Text section section start

Bergen County Jail starts program to help addicted inmates

The Bergen County Jail has started a program to help inmates who are battling opioid addiction.
Inmate Thomas Sussina, 24, is participating in the program. He says that he has been battling opioid addiction for 13 years.
“I never wanted to come back to jail after last time and this time, it just opened my eyes,” he says. “It’s time to stop doing this.”
Sussina says that he started using opioids when he was just 11 years old after his mother offered it to him over and over again. He dropped out of school in sixth grade.
"I didn't go out, I didn't have friends, I didn't go to school.  I stayed home and I used,” he says.
Under the program, Sussina was given a drug called Vivitrol. The Bergen County Jail started the pilot program with the help of a grant from the state.  Vivitrol blocks the feelings of getting high as well as the urges to use.
“Jail represents the most ideal place to start a drug like Vivitrol because you have to be free from the drug for 10 days and jail is one of the few places where you can really guarantee that's going to be the case,” says Bergen County Jail director of behavioral health services Patrick Hughes.
Sussina describes opioid withdrawal as going through hell.
“It is constant misery.  You feel like every nerve ending in your body is being set on fire,” Sussina says.
Sussina has been in the Bergen County Jail for about three months. A judge moved to release him last month, but Sussina asked to stay so that he could finish the program.
The way Vivitrol works is to take test pills for three days to make sure that the user doesn't have any adverse reactions to the drug. Then the user takes an injection once every month for six to 12 months after that. Jail officials say they are working to set Sussina up with Medicaid so that it will cover the cost of $1,000 shots when he is released and has to do this on his own.
"What I'd like to see is that the pharmaceutical companies don't jack the price of this drug up,” says Bergen County Sheriff Michael Saudino. “Work with society and let's help our fellow human beings."
The program is available in Ocean County as well.

Text section section end
Data section section start

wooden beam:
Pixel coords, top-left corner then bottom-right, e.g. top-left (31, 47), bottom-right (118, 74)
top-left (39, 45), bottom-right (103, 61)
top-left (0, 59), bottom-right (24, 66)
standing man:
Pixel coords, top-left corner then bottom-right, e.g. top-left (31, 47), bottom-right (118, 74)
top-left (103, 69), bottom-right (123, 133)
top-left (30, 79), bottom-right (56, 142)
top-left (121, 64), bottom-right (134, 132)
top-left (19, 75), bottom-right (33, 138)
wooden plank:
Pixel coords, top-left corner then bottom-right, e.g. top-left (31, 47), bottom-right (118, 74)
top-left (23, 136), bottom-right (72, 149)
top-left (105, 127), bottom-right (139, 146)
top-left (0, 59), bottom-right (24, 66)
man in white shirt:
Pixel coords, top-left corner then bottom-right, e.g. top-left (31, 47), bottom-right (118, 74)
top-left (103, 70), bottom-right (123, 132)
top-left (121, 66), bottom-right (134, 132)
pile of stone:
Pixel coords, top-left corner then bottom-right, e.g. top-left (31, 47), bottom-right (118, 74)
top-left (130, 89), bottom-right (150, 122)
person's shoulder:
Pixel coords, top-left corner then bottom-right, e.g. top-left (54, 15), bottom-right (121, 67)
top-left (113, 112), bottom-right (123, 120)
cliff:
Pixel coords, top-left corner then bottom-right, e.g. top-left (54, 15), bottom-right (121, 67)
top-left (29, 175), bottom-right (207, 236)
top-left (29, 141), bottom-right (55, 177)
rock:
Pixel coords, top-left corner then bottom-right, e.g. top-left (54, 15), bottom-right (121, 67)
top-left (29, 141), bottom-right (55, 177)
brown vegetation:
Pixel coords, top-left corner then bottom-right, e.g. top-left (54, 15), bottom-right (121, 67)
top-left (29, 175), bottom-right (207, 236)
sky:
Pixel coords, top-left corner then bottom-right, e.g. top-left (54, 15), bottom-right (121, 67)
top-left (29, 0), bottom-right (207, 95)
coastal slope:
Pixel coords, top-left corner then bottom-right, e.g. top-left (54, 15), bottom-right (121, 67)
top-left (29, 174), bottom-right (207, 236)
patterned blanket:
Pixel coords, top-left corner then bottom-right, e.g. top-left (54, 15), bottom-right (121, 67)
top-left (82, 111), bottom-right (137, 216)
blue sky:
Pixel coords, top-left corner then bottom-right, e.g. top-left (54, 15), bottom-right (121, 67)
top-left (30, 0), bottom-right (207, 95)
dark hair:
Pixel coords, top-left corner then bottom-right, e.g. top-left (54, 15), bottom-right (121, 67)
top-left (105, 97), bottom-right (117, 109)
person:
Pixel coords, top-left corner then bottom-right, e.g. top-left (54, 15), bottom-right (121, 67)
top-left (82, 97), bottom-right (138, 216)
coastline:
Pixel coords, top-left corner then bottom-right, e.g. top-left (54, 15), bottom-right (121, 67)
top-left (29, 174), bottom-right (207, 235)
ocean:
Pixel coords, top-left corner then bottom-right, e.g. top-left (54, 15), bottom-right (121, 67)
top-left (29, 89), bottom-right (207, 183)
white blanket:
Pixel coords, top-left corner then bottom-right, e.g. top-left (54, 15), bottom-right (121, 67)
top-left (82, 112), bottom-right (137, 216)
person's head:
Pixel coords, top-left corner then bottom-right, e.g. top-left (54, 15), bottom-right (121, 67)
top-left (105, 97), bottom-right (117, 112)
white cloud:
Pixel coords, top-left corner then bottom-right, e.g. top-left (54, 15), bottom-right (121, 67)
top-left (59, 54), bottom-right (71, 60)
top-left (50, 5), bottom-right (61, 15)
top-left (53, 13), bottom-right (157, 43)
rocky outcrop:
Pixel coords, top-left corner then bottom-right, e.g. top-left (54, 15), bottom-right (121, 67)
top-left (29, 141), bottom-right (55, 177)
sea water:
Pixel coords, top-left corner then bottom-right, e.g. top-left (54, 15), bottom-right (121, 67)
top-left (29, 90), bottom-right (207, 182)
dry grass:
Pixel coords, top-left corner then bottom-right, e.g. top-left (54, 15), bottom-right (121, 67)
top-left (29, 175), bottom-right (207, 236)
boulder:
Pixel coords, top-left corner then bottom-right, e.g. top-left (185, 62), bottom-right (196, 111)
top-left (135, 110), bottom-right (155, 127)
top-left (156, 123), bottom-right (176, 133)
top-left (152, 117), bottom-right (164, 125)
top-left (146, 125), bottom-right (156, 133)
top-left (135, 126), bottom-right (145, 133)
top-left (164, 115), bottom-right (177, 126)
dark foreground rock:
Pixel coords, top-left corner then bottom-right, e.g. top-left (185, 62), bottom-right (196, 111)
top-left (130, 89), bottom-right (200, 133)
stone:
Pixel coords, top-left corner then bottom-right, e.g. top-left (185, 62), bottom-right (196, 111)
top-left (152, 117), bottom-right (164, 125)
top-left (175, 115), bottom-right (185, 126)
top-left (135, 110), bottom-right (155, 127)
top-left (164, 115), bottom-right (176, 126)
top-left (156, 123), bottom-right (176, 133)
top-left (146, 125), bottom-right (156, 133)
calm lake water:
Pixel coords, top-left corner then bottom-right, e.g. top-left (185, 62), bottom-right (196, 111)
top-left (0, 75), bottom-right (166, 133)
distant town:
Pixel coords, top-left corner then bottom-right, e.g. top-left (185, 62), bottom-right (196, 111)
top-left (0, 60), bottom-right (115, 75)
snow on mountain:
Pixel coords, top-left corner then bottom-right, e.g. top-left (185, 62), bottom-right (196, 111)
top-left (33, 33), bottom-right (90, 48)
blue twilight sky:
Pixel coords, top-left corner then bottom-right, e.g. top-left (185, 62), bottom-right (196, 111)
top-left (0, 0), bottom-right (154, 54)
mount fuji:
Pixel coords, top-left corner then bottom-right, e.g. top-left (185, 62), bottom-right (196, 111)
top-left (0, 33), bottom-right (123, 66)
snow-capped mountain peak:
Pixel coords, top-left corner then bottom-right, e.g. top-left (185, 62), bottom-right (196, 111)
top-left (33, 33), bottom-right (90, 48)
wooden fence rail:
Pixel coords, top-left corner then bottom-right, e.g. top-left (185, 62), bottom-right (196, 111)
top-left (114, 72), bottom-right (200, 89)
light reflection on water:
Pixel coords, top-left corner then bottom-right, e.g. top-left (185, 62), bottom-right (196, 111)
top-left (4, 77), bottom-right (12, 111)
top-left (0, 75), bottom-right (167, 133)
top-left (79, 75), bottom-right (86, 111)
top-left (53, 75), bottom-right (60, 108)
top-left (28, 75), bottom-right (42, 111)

Data section section end

__Work order__: Reproduce the passage of the article above on the Bergen County Jail's opioid addiction program from "Sussina describes opioid" up to and including "on his own.".

__Solution to this exercise__:
Sussina describes opioid withdrawal as going through hell.
“It is constant misery.  You feel like every nerve ending in your body is being set on fire,” Sussina says.
Sussina has been in the Bergen County Jail for about three months. A judge moved to release him last month, but Sussina asked to stay so that he could finish the program.
The way Vivitrol works is to take test pills for three days to make sure that the user doesn't have any adverse reactions to the drug. Then the user takes an injection once every month for six to 12 months after that. Jail officials say they are working to set Sussina up with Medicaid so that it will cover the cost of $1,000 shots when he is released and has to do this on his own.